* **EXERCISE DESCRIPTION**
Edit the entries below so that every "accessibility audit" reads "safety review", and leave everything else unchanged. Leave the pictures out of your version.

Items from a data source
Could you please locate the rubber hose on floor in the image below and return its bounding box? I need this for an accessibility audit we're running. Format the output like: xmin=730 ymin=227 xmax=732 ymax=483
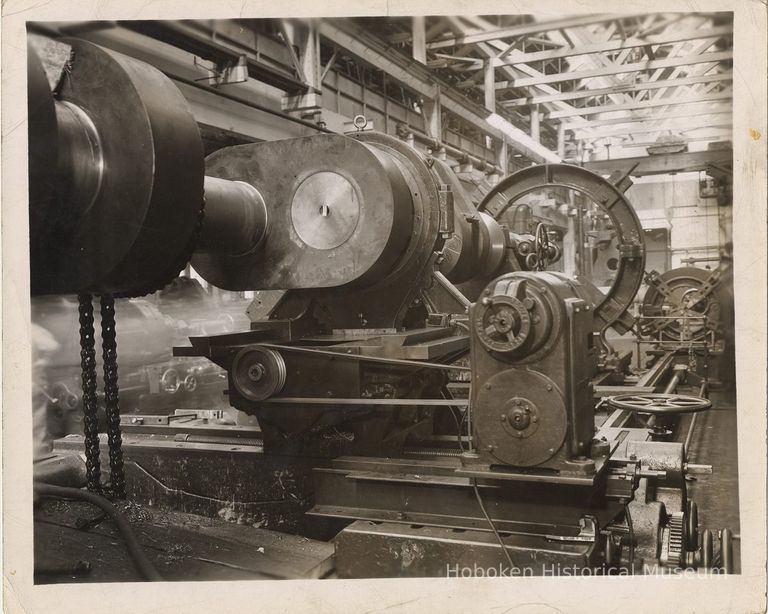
xmin=34 ymin=482 xmax=163 ymax=582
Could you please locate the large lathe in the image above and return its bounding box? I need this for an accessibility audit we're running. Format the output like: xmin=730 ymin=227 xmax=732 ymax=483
xmin=30 ymin=41 xmax=728 ymax=576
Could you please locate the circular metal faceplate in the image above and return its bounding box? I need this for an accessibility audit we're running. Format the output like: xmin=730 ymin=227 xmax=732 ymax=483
xmin=500 ymin=397 xmax=541 ymax=439
xmin=472 ymin=369 xmax=568 ymax=467
xmin=291 ymin=171 xmax=360 ymax=249
xmin=231 ymin=345 xmax=287 ymax=401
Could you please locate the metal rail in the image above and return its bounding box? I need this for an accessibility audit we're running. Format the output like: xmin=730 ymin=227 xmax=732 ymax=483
xmin=258 ymin=343 xmax=471 ymax=371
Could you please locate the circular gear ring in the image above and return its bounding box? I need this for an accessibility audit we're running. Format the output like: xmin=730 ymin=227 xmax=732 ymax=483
xmin=230 ymin=345 xmax=287 ymax=401
xmin=478 ymin=164 xmax=645 ymax=334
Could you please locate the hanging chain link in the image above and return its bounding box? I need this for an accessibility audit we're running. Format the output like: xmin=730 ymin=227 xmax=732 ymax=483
xmin=101 ymin=294 xmax=125 ymax=499
xmin=77 ymin=294 xmax=101 ymax=493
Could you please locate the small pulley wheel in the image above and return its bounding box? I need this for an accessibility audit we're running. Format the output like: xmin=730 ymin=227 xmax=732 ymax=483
xmin=231 ymin=345 xmax=287 ymax=401
xmin=474 ymin=296 xmax=531 ymax=352
xmin=608 ymin=393 xmax=712 ymax=415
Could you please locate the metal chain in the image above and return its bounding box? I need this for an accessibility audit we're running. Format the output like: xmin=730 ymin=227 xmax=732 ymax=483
xmin=101 ymin=294 xmax=125 ymax=499
xmin=77 ymin=294 xmax=101 ymax=493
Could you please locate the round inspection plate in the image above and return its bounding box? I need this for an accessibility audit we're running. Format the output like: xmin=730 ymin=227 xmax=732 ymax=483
xmin=231 ymin=345 xmax=287 ymax=401
xmin=608 ymin=393 xmax=712 ymax=414
xmin=472 ymin=369 xmax=568 ymax=467
xmin=291 ymin=171 xmax=360 ymax=249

* **REPLY**
Could you please locate the rubber hose on floor in the image below and return its bounding box? I need this for an safety review we're running. Format the output like: xmin=730 ymin=227 xmax=732 ymax=483
xmin=34 ymin=482 xmax=163 ymax=582
Could you please locate the large lathe in the image above and return its bounding box? I need this for an safety review we're running. Format the output like: xmin=730 ymin=227 xmax=732 ymax=483
xmin=30 ymin=41 xmax=728 ymax=576
Could you please locate the circular metal faceplate in the image above and return its bounding box? I need this for an safety review we're running. Format the output like: xmin=730 ymin=227 xmax=732 ymax=483
xmin=500 ymin=397 xmax=541 ymax=439
xmin=472 ymin=369 xmax=568 ymax=467
xmin=291 ymin=171 xmax=360 ymax=249
xmin=231 ymin=345 xmax=287 ymax=401
Could you please locate the metal rail in the image above and return its bounding box? I need this for an safety review we're running. Format the output like: xmin=730 ymin=227 xmax=732 ymax=483
xmin=258 ymin=343 xmax=471 ymax=371
Could you please locate the circular gear ring in the image above and return its bounding box? I need this for an safety review we're running. Format the output like: xmin=730 ymin=227 xmax=732 ymax=483
xmin=230 ymin=345 xmax=287 ymax=401
xmin=478 ymin=164 xmax=645 ymax=334
Could you please locate the hanging chain link in the image above and return its bounding box? I need this for an safety review we're running. Format the output like: xmin=730 ymin=227 xmax=732 ymax=483
xmin=101 ymin=294 xmax=125 ymax=499
xmin=77 ymin=294 xmax=101 ymax=493
Could you please locate the small pulley wheel in the image above and return its bounding box? I need this for an safety review we're running. Format the output like: xmin=730 ymin=227 xmax=732 ymax=483
xmin=231 ymin=345 xmax=287 ymax=401
xmin=474 ymin=296 xmax=531 ymax=352
xmin=608 ymin=393 xmax=712 ymax=415
Could you please locate the metal chain in the image above and return its bounding box? I need this for an safety review we're running. Format the output like: xmin=730 ymin=227 xmax=732 ymax=483
xmin=101 ymin=294 xmax=125 ymax=499
xmin=77 ymin=294 xmax=101 ymax=493
Could you please locate the round inspection plate in the image above and return its bounding box? I need this for an safety review we're running. Format the output like: xmin=730 ymin=227 xmax=732 ymax=483
xmin=231 ymin=345 xmax=287 ymax=401
xmin=608 ymin=393 xmax=712 ymax=414
xmin=472 ymin=369 xmax=568 ymax=467
xmin=291 ymin=171 xmax=360 ymax=249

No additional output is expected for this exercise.